Having a baby in your 40’s can increase the risk of:

• Midlife Pregnancy and Hidden Health Risks of Having a Baby in Your 40s
- as women get older, their risk of breast cancer increases. While the relationships between how old a woman is, her history of pregnancies, her history of breast feeding, her use of hormonal contraceptives and other variables are complex, it is unknown if the exposure of breast tissue to the high hormone levels of pregnancy may increase the risks of some types of breast cancer.

•  Stillbirths - a stillbirth is defined as the death of a fetus anytime after the 20th week of pregnancy.  (A miscarriage technically happens before the 20th week.)  The rate of stillbirths and miscarriages both increase past the age of 35. Other factors that increase these risks are smoking, poor nutrition, poor prenatal care, alcohol and drug abuse as well as diabetes, pre-eclampsia or birth defects in the baby. About one-third of stillbirths have no known cause.

Data under study:
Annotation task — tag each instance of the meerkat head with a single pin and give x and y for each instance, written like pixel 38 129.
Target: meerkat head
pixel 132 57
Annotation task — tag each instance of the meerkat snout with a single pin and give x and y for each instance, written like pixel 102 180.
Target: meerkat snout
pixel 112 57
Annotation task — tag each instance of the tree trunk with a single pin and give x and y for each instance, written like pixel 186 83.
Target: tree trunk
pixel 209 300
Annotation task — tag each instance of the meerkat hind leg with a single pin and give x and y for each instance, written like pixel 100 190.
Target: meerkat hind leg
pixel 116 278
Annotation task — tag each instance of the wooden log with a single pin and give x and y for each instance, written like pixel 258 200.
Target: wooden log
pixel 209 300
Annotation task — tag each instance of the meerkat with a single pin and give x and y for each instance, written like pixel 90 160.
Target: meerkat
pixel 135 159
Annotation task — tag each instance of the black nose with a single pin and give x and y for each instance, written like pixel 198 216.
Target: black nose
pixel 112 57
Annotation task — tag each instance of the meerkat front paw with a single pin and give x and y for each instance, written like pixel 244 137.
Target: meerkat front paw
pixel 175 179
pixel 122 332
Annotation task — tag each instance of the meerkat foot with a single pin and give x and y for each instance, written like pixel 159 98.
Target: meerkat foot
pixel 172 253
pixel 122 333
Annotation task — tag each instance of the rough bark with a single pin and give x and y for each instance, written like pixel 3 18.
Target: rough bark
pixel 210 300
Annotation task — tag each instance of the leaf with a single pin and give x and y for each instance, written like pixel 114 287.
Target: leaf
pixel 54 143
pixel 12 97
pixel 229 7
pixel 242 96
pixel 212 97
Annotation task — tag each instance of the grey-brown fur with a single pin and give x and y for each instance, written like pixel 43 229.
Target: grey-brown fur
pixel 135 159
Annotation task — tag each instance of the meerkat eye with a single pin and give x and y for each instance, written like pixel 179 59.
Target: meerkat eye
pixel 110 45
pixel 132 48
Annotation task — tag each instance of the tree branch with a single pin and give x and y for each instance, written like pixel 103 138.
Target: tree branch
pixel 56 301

* * *

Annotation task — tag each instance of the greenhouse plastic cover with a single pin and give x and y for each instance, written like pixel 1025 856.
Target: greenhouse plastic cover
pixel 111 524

...

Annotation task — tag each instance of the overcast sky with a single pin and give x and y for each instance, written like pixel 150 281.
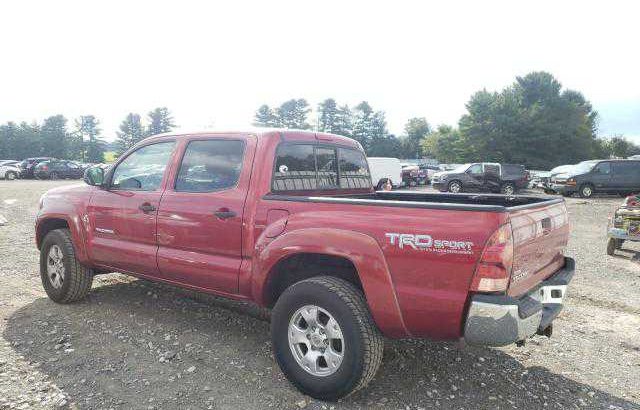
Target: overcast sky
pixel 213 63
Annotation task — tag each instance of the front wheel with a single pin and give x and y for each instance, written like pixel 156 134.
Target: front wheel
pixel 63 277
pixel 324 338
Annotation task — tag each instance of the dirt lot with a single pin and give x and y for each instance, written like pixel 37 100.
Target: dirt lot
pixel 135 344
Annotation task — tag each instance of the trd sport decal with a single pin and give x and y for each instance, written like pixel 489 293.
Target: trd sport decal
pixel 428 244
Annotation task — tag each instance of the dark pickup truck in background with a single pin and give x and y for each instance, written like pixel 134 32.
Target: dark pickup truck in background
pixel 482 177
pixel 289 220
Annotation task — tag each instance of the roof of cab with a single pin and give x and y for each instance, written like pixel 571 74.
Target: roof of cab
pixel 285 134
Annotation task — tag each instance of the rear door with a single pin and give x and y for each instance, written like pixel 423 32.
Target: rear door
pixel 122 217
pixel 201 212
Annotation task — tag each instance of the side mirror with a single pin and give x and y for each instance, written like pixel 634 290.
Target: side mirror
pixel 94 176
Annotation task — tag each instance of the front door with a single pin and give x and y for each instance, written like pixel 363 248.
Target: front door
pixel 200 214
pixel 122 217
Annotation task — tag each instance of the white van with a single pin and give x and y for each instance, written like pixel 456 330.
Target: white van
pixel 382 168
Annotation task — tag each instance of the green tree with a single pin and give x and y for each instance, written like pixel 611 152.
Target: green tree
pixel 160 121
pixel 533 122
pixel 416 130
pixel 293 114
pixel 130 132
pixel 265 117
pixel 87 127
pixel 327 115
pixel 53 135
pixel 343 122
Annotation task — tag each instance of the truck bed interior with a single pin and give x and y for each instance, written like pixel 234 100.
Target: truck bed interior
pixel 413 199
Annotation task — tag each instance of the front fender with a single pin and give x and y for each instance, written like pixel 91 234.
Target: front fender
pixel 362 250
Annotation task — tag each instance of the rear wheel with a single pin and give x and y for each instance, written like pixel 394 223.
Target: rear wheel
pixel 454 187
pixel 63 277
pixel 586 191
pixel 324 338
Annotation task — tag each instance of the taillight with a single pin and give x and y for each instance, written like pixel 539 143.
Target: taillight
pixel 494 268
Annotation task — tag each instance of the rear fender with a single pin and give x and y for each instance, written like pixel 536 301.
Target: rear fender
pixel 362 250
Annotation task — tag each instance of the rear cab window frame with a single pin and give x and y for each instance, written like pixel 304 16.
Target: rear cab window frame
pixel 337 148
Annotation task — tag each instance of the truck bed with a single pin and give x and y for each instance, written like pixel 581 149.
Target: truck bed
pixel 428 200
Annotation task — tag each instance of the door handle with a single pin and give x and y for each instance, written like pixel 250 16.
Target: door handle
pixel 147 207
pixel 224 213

Work order 1: In the text on having a baby in your 40s, how is a stillbirth defined?
Work order 2: Continue the text on having a baby in your 40s from its last sentence.
The records are separate material and have nothing to do with the text on having a baby in your 40s.

Answer section 1: A stillbirth is the death of a fetus anytime after the 20th week of pregnancy.

Answer section 2:
•  Hypertension (high blood pressure) and pre-eclampsia/eclampsia.   Pre-eclampsia/eclampsia is a condition in pregnancy characterized by increased blood pressure and kidney problems.  It is also known as the toxemia of pregnancy.  It can be life-threatening for both mother and child.

•   Gestational diabetes –this is often a temporary problem of pregnancy, but it can put the mother at a higher risk of diabetes after pregnancy. The overall rate of gestational diabetes is 3%. It rises, however, to 7% in women older than 40 and to over 20% in those women older than 50. There are risk factors for all these—family or personal history, for example, but many older women with none of the risk factors still get gestational diabetes.

•   Cesarean (C-) sections. Over the last ten years, the rate of C-sections in the US has climbed dramatically—almost a third of all births in 2006 were by C-section. The rate goes up to almost half of the women between the ages of 40-45 having their first baby and to almost 80% of women from the ages of 50-63 will have a C-section. The problem with that may be best left for another article, but the problem for older mothers is the same as with any surgical procedure—the older a person is, the greater the risks of any surgery. Also, C-sections are associated with scarring and increased risks for abnormal placentas in future pregnancies.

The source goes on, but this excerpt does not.